▶ _Objectives_
1 - Render this sentence from the eyeball tracking passage into Spanish: "An eyeball tracking technology may be realized by an optical recording method."
2 - Write the next part of the eyeball tracking passage, starting after its final sentence.

▶ _Excerpted passage_
━━━━━━━━

The present disclosure relates to the technical field of eyeball tracking, in particular to an eyeball tracking optical system and a head-mounted device.

BACKGROUND

An eyeball tracking technology may be realized by an optical recording method. The principle of the optical recording method is that movement of eyes of a tested person is recorded by using an infrared camera, namely, an image of the eyes which may reflect movement of the eyes is acquired, and features of the eyes are extracted from the obtained image of the eyes to establish an estimation model of sight. The features of the eyes may include: a pupil location, a pupil shape, an iris location, an iris shape, an eyelid location, a canthus location, a facula location (or a purkinje image), and the like. The optical recording method includes a pupil-cornea reflection method. The principle of the pupil-cornea reflection method is that a near-infrared light source irradiates the eyes, the infrared camera shoots the eyes, and meanwhile, a reflection point, on the cornea, of the light source, namely, a facula is shot, so that an image of the eyes with the facula is acquired.

At present, Virtual Reality (VR) helmets tend to be developed and designed in a direction of being thin and foldable, so most of them will be developed into products based on compact display optical machines. FIG. 1 is a schematic structure diagram of an eyeball tracking optical system provided by the relevant art, as shown in FIG. 1, in a near-eye eyeball tracking device, a camera 11 adopts an external reflection shooting solution, light ray S0 emitted by a light source 12 is reflected by an eyeball 13, reflection light S0′ enters a camera 11 after being reflected by a reflector 14, and finally, an image of eyes is presented. FIG. 1 illustrates a light path for shooting an image of eyes by external reflection of a camera, in which the camera 11 is located outside all lenses of the near-eye eyeball tracking device, in order not to obstruct the field of view and not to interfere with other locations, the camera 11 is disposed at the edge of an optical lens and not too far from the optical lens, therefore, the shooting angle of the camera is sometimes very large, part of area of the eyes is blocked and cannot be collected, and consequently, the effective utilization rate of a light-sensitive face of the camera 11 is not high.

SUMMARY

The present disclosure provides an eyeball tracking optical system and a head-mounted device, in a light path for shooting an image of eyes by external reflection of an image collection module, by adding at least one reflection prism at the front end of a light-sensitive face of the image collection module, the effects of reducing the size of the system, extending the light path and reducing a shooting angle of the image collection module may be achieved, the light-sensitive face of the image collection module is more effectively utilized, the shooting area of eyes is expanded, the problem of incomplete imaging due to the fact that part of area of the eyes is blocked is well solved, and the imaging quality of the image of eyes is improved.

The present disclosure provides an eyeball tracking optical system, which includes a light source module, a fixed lens group module, a prism module and an image collection module.

━━━━━━━━

Records of labeled boxes:
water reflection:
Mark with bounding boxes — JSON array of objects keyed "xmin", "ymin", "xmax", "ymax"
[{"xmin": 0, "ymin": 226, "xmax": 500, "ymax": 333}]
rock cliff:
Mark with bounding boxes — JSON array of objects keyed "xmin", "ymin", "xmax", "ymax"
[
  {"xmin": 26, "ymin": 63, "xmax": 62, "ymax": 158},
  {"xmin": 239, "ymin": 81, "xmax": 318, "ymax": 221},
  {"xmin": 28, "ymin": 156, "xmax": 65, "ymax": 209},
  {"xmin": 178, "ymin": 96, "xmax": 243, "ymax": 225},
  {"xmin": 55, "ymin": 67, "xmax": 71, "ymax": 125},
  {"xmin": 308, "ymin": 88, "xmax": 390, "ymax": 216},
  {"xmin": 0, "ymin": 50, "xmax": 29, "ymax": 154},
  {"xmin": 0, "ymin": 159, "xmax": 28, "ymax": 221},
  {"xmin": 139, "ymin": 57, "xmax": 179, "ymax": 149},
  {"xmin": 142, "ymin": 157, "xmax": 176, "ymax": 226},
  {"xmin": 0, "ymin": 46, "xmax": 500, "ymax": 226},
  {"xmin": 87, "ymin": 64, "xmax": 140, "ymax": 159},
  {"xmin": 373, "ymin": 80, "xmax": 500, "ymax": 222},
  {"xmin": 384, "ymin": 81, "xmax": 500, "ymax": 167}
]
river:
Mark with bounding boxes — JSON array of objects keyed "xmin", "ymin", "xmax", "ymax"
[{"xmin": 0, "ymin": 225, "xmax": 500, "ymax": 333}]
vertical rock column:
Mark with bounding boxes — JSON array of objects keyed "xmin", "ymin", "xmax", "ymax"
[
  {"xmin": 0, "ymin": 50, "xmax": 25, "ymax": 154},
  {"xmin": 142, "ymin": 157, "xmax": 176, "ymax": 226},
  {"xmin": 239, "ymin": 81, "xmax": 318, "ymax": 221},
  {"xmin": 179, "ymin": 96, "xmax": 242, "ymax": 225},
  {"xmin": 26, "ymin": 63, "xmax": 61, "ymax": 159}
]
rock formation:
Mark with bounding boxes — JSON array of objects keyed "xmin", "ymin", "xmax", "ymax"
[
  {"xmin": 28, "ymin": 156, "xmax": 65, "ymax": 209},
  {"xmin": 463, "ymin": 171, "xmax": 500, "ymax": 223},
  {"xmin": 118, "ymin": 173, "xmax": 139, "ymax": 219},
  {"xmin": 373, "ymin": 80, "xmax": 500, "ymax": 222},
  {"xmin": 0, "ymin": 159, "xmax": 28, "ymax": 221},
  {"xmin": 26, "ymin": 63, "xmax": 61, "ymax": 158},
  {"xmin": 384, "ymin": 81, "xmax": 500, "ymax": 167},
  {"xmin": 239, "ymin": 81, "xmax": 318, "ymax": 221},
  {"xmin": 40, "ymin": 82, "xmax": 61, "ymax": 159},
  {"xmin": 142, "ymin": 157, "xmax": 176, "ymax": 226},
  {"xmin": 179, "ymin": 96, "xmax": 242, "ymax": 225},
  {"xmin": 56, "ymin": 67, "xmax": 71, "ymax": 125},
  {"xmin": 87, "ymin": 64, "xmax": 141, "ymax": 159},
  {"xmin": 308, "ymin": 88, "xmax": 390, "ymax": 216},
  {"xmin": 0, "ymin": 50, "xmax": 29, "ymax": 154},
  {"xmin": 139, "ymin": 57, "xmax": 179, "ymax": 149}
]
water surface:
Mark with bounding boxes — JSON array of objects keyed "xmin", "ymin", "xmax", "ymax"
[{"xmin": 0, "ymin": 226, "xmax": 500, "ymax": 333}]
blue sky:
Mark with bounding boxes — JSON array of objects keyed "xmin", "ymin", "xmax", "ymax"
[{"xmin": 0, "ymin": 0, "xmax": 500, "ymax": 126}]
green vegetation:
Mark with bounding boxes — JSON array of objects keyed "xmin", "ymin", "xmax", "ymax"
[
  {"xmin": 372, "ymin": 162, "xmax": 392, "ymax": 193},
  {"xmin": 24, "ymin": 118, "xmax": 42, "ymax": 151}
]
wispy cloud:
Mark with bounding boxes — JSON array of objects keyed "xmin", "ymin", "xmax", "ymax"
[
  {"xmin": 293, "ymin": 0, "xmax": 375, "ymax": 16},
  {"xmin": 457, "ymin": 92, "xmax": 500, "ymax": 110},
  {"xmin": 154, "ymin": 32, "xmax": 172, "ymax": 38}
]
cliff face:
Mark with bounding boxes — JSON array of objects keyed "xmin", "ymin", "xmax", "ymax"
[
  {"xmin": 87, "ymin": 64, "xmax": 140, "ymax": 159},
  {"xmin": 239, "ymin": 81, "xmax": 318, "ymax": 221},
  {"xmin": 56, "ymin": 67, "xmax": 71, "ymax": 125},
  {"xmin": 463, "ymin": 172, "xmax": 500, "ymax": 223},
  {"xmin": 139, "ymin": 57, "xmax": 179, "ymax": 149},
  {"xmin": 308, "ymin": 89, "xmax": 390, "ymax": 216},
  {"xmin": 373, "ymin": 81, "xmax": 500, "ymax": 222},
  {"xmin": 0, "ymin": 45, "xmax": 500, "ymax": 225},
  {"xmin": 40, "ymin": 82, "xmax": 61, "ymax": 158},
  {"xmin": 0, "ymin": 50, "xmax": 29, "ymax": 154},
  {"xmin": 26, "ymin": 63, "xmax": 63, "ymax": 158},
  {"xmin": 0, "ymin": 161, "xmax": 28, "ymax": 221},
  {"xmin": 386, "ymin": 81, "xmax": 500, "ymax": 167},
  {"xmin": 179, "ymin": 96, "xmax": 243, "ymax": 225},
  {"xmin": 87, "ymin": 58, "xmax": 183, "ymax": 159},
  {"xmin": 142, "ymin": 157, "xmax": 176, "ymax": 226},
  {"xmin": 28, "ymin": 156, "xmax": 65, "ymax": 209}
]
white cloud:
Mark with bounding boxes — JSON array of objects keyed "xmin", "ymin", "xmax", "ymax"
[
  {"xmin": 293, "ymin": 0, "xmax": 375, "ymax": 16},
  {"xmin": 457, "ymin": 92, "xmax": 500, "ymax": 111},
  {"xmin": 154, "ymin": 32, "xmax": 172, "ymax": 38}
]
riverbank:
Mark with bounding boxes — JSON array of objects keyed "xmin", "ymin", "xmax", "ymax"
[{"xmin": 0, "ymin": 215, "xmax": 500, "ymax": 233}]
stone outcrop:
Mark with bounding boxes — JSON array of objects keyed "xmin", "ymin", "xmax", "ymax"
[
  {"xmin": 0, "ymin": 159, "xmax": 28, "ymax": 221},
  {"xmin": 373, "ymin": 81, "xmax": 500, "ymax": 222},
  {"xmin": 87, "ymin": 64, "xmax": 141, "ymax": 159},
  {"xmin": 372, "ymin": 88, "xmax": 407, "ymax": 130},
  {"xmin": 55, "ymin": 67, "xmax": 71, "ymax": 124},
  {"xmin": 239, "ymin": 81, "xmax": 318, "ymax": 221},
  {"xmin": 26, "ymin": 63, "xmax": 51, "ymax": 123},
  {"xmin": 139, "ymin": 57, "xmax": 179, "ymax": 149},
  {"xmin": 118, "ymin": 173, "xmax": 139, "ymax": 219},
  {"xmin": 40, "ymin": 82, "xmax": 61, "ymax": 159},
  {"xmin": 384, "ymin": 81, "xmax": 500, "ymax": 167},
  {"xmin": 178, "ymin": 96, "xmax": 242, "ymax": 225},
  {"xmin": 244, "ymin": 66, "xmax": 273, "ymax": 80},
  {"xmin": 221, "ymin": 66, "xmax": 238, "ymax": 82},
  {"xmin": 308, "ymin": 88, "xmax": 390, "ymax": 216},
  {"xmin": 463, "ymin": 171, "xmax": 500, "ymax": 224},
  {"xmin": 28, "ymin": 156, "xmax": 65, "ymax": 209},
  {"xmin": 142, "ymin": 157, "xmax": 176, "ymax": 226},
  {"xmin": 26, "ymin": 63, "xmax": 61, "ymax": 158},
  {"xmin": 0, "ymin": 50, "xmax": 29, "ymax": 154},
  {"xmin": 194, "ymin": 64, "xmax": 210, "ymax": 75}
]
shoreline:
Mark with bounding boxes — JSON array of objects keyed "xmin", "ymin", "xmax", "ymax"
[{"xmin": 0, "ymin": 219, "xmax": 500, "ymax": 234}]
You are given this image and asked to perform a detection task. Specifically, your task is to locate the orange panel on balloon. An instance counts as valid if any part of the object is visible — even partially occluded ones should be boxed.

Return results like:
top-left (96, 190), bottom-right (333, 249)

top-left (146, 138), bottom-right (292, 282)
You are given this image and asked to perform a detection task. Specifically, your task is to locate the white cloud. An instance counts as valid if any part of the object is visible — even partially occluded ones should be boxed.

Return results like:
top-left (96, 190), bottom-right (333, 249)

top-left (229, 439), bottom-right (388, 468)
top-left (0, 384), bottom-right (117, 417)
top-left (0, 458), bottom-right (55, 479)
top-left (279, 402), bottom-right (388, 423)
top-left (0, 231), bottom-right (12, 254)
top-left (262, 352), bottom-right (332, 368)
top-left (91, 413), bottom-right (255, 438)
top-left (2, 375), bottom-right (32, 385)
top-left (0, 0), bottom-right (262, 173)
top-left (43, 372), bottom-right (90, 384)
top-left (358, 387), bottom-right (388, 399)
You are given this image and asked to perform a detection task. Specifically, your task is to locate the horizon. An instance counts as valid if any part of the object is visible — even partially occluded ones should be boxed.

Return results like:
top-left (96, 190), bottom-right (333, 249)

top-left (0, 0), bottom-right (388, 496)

━━━━━━━━

▶ _Responses per task_
1 - Una tecnología de seguimiento ocular puede realizarse mediante un método de registro óptico.

2 -
The light source module and the image collection module are both located at the edge of the side, close to the eyeball of a user, of the fixed lens group module, and the light source module is configured to transmit a light ray of a preset wavelength to the eyeball of the user; and the light ray of the preset wavelength form a reflection light ray after being reflected by the eyeball of the user.

The prism module includes at least one reflection prism, and at least one reflection prism is located at the front end of a light-sensitive face of the image collection module; and after being reflected by the fixed lens group module, the reflection light ray enters the image collection module after being reflected by the at least one reflection prism, and the image collection module is configured to generate an image of the eyeball of the user.

Optionally, a reflection face of the reflection prism is a plane.

Optionally, an included angle between the reflection face of the reflection prism and a plane where a light-sensitive face of the image collection module is located is α, and 0°<α<90°.

Optionally, a reflection face of the reflection prism is a concave face.

Optionally, a reflection face of the reflection prism includes a reflection-enhancing film; and the reflection-enhancing film is disposed to improve the reflection efficiency of the reflection light ray.

Optionally, at least one reflection prism and the image collection module are fixedly disposed.

Optionally, the size of the reflection prism meets 3 mm*3 mm*3 mm.

Optionally, the light source module includes an array infrared-band light source, which is configured to emit an array infrared-band light ray.

Optionally, the fixed lens group module includes a first fixed lens close to the eyeball of the user, and the first fixed lens includes an infrared-cut filter, which is configured to reflect reflection light ray to the prism module.

In a second aspect, the present disclosure further provides a head-mounted device, which includes a head-mounted apparatus and the eyeball tracking optical system above.

For the eyeball tracking optical system provided by the present disclosure, in the light path for shooting the image of eyes by external reflection of the image collection module, by adding at least one reflection prism at the front end of the light-sensitive face of the image collection module, the effects of reducing the size of the system, extending the light path and reducing the shooting angle of the image collection module may be achieved, the light-sensitive face of the image collection module is fully utilized, the shooting area of eyes is expanded, the problem of incomplete imaging due to the fact that part of area of the eyes is blocked is well solved, and the imaging quality of the image of eyes is improved.

BRIEF DESCRIPTION OF THE DRAWINGS

FIG. 1 is a schematic structure diagram of an eyeball tracking optical system provided by the relevant art.

FIG. 2 is a schematic structure diagram of an eyeball tracking optical system provided by the present disclosure.

FIG. 3 is a schematic structure diagram of another eyeball tracking optical system provided by the present disclosure.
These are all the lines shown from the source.